Monday, May 20, 2024

May 20

 Another nice sunny day and the forecasts have changed (what a surprise) to predict more sun and less rain. I checked the plants this morning and none require water. All of the transplants are thriving so far. We aren't getting more til next week. I still have, I think, ten pots to fill. I have some old sunflower seeds I will try in three areas. I hope they are still viable. And I have some chives seeds for smaller pots. I wonder what else in my collection might be viable.

Doomberg published this item today which doesn't surprise me and shouldn't have surprised any in our government. Our government and industries spent thirty or so years promoting globalism thinking that strengthening the ties with adversaries would make them more like us. They sounded a lot like Prof. Higgins in My Fair Lady lamenting that women weren't more like men. Substitute China or Russia for women and the U.S. (and Europe) for men and the sentiment is the same. Lately, however, Russia and China (and Israel, Iran, India and others) are demonstrating the fallacies of the argument. Globalism existed before it became an ideology and will exist after the ideology dies but in a much more limited way.

◆ ◆ ◆

TASKS:
[1] List every country named in the May 20 blog post.
[2] Pick up the May 20 blog post after its last sentence and continue it in the same voice.
The saved entries that come next are separate material and have no connection to the May 20 blog post.

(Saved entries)
◆ ◆ ◆

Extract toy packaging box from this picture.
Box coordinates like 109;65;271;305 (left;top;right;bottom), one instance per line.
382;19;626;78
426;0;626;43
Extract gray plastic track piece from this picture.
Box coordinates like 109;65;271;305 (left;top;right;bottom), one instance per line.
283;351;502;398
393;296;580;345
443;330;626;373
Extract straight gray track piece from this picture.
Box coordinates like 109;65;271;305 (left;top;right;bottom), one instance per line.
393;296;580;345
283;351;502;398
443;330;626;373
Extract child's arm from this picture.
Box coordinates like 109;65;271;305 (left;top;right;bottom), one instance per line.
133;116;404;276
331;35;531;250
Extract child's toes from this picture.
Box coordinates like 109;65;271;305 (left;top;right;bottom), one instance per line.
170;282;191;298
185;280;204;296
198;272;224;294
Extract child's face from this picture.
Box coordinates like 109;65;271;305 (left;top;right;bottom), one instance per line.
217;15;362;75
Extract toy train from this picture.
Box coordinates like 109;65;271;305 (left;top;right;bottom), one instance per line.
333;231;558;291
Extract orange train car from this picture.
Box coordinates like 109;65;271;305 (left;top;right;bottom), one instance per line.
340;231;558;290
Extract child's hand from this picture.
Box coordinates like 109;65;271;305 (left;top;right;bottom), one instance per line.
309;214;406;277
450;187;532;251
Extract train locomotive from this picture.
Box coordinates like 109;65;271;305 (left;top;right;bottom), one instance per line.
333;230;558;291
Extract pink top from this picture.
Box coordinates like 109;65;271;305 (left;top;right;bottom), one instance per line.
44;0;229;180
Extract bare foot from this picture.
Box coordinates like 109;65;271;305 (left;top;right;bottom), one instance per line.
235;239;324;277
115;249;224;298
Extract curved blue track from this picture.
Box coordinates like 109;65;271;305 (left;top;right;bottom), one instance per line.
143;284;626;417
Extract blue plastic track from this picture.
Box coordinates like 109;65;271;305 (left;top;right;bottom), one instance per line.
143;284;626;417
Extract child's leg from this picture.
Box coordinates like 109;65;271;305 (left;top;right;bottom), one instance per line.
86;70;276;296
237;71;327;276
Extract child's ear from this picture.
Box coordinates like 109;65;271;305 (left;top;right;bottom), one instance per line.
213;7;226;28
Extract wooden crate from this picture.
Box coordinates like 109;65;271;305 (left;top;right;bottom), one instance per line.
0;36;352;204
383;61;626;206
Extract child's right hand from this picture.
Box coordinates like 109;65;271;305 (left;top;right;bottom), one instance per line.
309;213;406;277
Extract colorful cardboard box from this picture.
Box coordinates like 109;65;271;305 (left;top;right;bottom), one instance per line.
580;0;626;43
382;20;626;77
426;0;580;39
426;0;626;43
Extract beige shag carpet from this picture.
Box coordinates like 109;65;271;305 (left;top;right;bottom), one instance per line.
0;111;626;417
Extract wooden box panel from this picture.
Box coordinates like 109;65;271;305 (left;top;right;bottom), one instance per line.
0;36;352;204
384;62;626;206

◆ ◆ ◆

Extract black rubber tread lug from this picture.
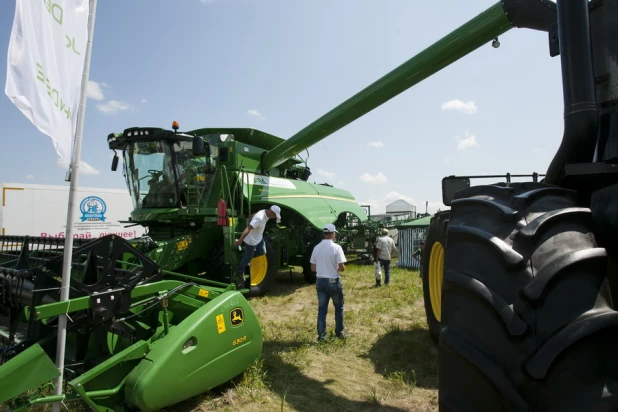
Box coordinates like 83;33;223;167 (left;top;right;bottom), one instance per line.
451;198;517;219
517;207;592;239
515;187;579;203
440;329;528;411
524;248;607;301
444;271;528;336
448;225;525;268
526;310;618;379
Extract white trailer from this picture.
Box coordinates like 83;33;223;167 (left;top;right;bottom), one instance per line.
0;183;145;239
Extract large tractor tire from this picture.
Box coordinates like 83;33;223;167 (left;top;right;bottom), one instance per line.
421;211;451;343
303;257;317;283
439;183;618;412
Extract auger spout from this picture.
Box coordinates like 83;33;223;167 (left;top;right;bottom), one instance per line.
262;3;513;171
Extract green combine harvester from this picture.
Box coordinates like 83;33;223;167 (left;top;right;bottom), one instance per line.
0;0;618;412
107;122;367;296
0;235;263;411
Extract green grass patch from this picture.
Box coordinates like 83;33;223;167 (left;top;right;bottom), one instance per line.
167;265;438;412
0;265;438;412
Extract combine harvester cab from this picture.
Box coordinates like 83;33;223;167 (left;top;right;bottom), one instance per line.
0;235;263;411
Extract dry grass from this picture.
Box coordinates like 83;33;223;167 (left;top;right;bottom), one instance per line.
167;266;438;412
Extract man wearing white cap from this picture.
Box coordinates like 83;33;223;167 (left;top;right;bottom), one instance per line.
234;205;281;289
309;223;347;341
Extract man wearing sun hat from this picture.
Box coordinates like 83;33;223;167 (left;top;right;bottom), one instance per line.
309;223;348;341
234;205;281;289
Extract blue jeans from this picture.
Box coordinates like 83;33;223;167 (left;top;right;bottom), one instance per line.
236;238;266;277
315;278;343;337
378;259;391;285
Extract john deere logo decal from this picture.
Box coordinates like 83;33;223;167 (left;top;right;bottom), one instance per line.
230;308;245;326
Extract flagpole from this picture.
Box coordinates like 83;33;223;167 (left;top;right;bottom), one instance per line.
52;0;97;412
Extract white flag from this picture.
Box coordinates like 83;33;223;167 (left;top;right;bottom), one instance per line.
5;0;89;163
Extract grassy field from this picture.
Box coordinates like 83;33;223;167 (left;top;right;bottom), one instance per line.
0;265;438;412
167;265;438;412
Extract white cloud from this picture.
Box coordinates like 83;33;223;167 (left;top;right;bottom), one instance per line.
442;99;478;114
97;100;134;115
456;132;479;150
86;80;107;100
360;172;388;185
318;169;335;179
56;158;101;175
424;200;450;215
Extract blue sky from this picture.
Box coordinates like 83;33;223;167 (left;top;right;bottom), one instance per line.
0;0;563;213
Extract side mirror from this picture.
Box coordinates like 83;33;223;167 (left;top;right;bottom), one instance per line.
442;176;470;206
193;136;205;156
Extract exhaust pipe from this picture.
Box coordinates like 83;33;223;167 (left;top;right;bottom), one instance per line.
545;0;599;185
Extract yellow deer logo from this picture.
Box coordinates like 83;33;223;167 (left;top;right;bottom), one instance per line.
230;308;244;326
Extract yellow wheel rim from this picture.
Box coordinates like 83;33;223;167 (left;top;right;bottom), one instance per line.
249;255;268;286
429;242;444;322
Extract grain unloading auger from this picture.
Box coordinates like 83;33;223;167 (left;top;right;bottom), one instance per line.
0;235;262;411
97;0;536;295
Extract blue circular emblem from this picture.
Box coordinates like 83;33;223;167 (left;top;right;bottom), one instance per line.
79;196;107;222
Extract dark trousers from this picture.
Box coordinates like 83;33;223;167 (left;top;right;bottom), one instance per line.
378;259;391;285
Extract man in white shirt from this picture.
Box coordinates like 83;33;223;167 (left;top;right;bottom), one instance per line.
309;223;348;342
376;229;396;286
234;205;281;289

◆ ◆ ◆

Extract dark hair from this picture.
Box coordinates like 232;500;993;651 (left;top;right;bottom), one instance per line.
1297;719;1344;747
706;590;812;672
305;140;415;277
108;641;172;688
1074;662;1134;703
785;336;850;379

◆ ◆ ◆

SOLVED TASKS:
[1] China, Russia, the U.S., Israel, Iran, India

[2]
The BBC has a long report on TV detailing a 7-year investigation into a scandal involving patients infected with HIV and Hepatitis C through tainted blood products. Today's report doesn't say as one I saw yesterday that the source of those products was the U.S. Bottom line: people told by doctors they were receiving the best treatment were failed by the entire system supposedly designed to help them--government, the medical establishment, and regulators. On both sides of the Atlantic. I wonder how many over here were similarly infected. I remember stories back in the 1980s about babies given routine transfusions without any specific diagnosis. One of the reporters aid that the British public is increasingly skeptical of the governmental, medical and regulatory establishment as we are over here.

Green Prophet describes an interesting (and ancient) strategy for maintaining a livable temperature in buildings without modern refrigeration. I can think of some areas in this country where it might be useful.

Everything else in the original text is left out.